- Prompt: Count how many of the lines below contain the string "handle", treating uppercase and lowercase as different. Reply with the number alone.

- Supplied material:
╔══

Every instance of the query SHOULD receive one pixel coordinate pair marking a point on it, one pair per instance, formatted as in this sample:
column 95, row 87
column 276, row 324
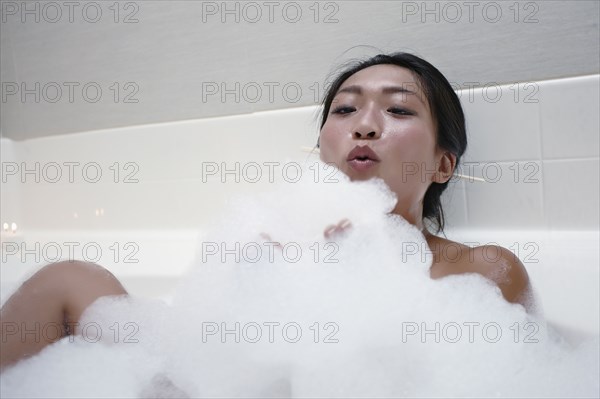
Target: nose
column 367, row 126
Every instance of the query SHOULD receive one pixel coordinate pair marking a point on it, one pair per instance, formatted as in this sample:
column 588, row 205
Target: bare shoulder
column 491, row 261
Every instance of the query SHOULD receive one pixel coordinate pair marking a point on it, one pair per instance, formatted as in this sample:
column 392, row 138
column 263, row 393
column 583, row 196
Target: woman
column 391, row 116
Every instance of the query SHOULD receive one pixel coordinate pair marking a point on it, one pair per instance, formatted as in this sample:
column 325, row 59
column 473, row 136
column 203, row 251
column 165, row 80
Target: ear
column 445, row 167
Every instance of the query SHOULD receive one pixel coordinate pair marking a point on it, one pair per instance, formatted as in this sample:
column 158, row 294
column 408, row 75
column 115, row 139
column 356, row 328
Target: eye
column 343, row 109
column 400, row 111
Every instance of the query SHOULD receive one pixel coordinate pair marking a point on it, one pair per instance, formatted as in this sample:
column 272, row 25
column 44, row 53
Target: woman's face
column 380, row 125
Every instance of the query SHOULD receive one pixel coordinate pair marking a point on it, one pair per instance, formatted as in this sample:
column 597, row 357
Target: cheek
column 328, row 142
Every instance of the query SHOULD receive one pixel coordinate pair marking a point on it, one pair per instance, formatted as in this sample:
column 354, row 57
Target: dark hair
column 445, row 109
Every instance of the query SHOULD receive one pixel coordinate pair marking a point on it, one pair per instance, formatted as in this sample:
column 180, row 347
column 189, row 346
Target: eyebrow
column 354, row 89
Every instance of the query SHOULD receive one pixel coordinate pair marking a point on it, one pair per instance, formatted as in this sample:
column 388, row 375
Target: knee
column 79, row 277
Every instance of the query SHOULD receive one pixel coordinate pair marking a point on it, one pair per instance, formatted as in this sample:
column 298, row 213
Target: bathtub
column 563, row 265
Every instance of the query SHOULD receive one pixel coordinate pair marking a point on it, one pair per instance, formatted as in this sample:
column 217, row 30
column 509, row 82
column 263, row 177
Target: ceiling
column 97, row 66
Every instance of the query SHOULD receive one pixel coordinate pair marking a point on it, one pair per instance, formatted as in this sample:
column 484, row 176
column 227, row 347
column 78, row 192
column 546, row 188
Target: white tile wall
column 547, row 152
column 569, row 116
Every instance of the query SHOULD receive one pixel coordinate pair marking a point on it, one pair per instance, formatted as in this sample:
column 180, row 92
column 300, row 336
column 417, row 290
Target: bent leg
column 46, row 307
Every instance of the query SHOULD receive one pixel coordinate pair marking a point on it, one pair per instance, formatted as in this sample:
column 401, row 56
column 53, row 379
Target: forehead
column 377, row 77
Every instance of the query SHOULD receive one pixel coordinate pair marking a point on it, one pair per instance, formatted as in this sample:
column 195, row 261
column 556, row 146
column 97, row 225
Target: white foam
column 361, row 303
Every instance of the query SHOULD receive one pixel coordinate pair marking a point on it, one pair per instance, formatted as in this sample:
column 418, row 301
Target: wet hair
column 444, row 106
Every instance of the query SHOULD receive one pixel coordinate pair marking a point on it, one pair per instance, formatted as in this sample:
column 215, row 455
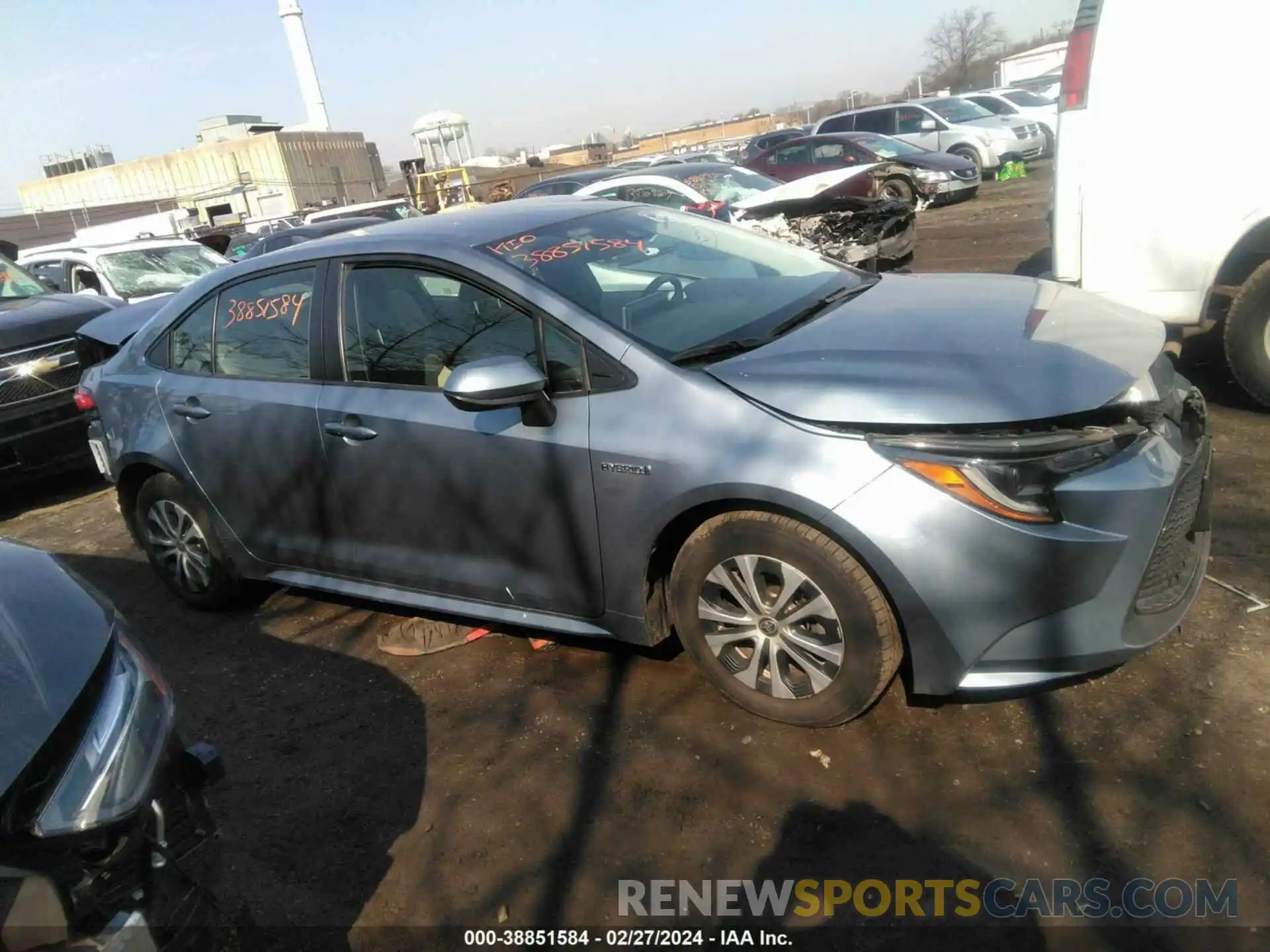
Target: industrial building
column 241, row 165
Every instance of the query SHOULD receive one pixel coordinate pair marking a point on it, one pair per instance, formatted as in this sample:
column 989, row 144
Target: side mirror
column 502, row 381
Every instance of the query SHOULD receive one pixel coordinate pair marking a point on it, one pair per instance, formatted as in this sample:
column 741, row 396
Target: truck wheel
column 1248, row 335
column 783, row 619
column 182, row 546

╚══
╔══

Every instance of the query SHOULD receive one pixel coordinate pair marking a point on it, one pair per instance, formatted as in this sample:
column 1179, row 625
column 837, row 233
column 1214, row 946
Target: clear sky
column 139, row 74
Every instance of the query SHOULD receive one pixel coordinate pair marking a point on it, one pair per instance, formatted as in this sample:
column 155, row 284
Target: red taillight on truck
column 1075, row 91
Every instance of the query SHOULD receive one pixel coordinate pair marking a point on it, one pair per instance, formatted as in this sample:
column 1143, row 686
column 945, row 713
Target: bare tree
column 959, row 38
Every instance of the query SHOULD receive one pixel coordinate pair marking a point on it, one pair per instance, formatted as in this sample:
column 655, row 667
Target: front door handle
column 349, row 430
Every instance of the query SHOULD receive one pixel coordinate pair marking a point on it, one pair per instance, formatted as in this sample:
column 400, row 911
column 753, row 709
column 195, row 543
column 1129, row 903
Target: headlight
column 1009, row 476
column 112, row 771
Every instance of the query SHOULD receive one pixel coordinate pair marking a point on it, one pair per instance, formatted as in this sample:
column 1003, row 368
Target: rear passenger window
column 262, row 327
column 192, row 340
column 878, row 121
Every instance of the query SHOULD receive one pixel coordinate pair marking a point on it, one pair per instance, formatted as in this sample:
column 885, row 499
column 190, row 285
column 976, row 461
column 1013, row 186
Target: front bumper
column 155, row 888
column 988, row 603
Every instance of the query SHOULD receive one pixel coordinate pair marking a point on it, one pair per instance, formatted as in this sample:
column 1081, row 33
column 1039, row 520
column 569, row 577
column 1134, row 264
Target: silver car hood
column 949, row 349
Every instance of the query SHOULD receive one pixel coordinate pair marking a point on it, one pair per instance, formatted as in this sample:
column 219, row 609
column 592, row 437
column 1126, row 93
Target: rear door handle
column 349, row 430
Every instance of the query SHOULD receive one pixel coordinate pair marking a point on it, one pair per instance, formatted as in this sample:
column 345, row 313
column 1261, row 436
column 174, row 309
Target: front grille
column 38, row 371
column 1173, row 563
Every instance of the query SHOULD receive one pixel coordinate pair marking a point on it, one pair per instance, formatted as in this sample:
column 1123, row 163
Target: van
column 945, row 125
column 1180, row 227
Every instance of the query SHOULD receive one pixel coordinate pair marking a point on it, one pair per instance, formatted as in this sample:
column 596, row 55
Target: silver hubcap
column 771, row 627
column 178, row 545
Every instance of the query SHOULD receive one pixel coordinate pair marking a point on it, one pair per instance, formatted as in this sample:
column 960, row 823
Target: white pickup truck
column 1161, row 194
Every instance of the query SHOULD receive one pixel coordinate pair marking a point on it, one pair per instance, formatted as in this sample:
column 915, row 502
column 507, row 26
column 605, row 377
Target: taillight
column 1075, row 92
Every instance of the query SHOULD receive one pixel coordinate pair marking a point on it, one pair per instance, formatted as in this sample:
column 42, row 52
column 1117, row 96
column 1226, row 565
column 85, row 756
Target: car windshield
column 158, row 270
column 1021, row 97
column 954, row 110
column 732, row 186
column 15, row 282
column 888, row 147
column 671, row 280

╚══
╔══

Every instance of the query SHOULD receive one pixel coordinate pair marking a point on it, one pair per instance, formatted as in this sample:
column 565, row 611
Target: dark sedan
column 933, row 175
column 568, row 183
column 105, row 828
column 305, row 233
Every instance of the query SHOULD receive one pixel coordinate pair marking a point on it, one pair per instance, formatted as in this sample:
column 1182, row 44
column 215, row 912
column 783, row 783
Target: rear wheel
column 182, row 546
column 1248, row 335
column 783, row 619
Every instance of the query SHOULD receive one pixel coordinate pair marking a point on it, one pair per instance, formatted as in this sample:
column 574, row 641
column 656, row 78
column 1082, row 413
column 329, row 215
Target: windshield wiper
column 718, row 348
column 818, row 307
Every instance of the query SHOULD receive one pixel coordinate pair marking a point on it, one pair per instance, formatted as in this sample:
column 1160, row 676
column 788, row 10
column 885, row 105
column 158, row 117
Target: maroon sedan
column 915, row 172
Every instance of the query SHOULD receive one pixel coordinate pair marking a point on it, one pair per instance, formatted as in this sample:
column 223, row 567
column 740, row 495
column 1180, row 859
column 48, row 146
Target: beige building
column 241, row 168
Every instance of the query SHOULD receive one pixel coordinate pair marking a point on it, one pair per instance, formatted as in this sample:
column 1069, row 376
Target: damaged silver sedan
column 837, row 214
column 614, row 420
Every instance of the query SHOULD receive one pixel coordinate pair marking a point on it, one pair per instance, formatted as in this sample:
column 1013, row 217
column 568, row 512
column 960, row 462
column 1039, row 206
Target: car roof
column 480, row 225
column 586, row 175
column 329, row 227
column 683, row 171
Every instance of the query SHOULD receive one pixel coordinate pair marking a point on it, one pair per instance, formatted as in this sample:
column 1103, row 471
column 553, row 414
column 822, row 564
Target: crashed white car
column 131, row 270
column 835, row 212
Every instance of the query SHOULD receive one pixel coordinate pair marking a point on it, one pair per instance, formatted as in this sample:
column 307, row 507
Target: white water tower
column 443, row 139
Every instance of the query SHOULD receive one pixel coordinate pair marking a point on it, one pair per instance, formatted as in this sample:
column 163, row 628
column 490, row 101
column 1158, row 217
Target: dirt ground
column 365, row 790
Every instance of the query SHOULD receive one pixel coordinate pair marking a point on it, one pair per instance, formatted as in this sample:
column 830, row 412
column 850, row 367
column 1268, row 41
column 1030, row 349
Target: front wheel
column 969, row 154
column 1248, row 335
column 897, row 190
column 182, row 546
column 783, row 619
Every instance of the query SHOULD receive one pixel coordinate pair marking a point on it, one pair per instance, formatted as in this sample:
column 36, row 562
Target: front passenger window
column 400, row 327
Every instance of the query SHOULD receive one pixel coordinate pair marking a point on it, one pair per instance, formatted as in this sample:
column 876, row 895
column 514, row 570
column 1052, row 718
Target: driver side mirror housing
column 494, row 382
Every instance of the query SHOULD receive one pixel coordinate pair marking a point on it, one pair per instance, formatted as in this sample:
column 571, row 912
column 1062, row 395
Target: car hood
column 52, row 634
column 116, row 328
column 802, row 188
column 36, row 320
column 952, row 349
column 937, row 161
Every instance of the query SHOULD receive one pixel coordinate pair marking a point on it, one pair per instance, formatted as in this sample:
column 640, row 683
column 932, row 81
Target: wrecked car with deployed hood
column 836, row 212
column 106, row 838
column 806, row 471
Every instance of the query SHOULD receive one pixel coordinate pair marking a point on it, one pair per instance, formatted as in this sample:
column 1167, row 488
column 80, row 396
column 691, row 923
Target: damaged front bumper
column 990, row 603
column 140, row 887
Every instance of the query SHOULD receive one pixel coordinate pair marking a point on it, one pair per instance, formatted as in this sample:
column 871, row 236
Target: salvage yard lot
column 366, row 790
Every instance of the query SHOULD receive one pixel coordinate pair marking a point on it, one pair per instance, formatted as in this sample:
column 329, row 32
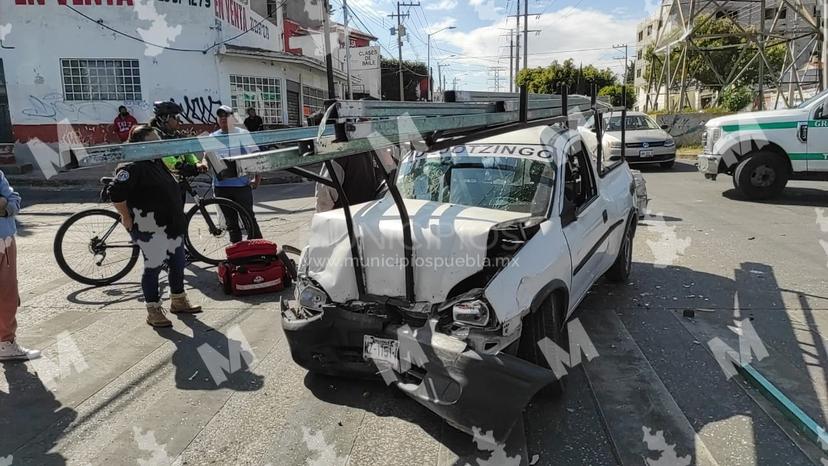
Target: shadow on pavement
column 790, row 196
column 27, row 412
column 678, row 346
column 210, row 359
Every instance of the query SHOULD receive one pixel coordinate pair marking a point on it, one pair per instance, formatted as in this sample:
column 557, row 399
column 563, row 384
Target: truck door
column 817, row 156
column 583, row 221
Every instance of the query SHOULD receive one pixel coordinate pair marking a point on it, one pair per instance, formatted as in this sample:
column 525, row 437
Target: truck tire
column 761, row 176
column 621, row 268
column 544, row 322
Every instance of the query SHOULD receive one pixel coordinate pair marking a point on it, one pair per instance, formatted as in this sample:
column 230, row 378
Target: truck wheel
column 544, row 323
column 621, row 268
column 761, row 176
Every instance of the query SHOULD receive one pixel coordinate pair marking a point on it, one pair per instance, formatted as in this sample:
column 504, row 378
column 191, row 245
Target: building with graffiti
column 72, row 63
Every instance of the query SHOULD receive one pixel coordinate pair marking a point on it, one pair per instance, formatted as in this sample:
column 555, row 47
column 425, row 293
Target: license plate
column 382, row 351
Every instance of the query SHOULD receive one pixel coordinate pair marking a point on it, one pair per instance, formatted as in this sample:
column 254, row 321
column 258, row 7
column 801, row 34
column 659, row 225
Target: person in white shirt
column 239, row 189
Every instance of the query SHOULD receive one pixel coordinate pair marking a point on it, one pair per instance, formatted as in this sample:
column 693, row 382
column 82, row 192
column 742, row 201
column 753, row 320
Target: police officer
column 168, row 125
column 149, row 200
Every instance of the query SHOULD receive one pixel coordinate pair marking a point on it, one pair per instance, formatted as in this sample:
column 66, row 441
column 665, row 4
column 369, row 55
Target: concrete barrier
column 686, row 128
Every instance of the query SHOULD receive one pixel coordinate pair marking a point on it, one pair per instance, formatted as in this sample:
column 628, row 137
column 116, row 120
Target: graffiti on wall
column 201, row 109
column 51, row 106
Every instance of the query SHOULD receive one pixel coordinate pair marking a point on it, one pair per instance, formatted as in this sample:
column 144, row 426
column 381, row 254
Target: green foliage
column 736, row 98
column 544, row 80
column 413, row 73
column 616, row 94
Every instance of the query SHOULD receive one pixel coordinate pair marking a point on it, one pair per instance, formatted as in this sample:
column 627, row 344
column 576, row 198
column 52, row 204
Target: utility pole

╚══

- Complete output: 2